# Data section

= = = =

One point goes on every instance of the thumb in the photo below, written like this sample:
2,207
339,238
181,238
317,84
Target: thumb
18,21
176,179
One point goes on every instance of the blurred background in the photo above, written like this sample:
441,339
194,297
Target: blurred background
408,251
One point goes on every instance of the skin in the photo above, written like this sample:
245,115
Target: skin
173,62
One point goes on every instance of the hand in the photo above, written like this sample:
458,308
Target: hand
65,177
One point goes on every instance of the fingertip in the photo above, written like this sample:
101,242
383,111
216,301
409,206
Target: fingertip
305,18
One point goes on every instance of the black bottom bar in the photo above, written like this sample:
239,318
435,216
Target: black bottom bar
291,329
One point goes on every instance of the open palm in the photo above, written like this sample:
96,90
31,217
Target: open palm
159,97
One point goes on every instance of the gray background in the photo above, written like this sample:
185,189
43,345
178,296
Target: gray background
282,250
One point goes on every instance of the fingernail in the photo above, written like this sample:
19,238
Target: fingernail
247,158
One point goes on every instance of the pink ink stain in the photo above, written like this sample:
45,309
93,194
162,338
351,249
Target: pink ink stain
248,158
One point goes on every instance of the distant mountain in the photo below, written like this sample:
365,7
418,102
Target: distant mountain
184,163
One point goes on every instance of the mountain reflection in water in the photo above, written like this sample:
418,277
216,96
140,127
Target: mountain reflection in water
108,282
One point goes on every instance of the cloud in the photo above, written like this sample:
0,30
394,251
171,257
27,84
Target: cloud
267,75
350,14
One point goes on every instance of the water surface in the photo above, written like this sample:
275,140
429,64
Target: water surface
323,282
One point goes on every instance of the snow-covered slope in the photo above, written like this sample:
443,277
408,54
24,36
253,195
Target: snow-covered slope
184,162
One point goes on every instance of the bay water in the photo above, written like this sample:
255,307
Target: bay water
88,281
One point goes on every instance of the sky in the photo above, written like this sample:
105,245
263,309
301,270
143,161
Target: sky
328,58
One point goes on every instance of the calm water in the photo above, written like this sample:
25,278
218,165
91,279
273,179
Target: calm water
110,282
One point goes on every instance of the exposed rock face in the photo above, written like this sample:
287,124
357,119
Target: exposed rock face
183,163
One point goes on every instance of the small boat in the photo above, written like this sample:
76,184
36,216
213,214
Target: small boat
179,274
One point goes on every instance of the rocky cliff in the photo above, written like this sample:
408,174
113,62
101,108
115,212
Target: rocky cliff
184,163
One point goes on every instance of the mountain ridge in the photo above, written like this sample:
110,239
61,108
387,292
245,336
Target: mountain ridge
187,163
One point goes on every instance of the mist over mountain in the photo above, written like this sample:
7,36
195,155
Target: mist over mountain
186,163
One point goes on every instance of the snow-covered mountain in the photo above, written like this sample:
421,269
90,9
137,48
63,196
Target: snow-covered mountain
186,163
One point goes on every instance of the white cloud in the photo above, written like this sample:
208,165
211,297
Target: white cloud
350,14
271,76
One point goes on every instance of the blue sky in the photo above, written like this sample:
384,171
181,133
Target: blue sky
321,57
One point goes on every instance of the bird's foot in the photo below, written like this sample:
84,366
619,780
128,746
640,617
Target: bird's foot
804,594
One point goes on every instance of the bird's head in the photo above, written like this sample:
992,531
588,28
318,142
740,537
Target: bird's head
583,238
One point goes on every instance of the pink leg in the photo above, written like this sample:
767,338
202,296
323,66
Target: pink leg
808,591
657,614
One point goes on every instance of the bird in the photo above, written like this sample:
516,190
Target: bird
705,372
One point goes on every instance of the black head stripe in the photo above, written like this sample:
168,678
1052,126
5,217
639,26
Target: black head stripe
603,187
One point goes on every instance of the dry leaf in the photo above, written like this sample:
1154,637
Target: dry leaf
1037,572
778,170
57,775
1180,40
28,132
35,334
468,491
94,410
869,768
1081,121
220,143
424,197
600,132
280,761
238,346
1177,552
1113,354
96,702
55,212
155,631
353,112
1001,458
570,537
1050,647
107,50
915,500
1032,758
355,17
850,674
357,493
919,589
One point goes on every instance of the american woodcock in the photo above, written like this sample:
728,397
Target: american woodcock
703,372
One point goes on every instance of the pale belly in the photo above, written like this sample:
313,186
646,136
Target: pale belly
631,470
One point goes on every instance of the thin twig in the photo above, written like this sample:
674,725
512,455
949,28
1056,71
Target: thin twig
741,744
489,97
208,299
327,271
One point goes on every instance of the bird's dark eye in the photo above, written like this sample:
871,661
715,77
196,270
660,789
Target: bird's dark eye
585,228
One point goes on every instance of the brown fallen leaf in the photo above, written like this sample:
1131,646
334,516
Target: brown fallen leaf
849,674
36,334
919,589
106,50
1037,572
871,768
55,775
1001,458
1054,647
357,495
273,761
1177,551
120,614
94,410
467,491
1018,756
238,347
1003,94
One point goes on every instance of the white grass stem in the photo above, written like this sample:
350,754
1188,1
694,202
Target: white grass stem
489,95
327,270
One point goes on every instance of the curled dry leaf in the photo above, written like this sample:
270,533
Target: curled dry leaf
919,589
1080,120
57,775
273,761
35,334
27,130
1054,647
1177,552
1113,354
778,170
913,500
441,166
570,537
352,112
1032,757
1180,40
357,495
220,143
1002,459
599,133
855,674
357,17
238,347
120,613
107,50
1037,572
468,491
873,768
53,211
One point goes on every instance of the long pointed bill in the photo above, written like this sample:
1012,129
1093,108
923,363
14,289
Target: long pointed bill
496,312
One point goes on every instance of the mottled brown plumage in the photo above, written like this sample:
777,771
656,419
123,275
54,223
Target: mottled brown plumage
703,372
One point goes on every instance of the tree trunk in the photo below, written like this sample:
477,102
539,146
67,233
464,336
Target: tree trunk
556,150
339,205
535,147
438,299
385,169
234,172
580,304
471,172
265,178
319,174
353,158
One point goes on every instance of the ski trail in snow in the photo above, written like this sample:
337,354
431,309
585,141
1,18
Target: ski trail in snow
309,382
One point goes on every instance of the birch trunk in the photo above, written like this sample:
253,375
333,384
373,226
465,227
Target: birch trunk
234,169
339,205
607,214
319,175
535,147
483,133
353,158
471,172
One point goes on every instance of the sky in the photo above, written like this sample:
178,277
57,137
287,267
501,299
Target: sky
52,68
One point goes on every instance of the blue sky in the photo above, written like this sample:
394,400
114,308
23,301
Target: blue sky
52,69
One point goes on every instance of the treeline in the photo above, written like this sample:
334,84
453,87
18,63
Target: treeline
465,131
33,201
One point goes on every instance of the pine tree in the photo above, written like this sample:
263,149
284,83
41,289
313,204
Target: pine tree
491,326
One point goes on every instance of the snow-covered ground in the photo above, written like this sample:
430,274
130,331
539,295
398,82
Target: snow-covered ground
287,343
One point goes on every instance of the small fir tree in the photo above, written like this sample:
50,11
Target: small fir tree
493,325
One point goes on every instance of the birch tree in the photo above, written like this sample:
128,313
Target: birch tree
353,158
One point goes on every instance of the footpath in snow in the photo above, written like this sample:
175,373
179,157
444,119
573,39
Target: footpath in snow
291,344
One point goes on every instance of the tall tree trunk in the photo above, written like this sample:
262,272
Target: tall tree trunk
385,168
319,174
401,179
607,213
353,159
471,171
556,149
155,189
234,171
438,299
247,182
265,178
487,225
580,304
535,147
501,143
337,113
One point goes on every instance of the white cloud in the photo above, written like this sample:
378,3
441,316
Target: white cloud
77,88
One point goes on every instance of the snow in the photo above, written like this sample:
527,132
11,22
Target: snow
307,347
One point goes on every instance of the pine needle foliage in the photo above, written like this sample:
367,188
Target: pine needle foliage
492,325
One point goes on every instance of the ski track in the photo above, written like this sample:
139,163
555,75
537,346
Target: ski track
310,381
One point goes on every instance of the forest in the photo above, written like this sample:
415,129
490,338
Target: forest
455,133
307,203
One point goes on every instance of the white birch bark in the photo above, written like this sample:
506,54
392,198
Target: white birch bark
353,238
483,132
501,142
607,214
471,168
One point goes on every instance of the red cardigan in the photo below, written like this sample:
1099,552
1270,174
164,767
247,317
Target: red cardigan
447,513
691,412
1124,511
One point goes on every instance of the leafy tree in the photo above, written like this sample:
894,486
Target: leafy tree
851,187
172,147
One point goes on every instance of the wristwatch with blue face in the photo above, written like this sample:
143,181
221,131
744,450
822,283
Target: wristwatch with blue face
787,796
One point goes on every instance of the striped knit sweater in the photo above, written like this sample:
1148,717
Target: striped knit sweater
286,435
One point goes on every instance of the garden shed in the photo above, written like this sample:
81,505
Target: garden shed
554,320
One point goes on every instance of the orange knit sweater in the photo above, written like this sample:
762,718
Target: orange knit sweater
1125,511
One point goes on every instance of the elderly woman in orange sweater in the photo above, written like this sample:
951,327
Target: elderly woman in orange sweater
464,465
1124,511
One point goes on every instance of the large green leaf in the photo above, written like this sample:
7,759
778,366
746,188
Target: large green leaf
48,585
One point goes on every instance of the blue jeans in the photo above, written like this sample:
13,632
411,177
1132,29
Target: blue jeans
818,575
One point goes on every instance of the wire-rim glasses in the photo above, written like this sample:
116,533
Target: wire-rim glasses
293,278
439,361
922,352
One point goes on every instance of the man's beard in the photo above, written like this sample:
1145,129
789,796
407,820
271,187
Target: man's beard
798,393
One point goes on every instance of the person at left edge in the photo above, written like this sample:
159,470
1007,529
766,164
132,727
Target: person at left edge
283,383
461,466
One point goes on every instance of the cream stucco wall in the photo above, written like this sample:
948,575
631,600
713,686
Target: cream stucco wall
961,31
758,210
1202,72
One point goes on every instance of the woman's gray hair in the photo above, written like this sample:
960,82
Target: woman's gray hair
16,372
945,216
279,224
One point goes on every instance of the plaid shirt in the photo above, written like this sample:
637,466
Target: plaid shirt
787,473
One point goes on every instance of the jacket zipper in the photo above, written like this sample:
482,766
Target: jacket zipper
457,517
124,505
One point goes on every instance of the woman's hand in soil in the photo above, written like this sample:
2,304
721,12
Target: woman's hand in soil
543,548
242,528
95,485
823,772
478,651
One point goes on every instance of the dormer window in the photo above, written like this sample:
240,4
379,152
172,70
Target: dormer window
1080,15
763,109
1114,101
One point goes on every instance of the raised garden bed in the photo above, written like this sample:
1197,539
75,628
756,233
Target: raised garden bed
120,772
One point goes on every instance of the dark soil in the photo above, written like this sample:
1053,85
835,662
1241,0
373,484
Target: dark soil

= = = =

# Work order
Count each line above with "below"; write only the number.

# Result
5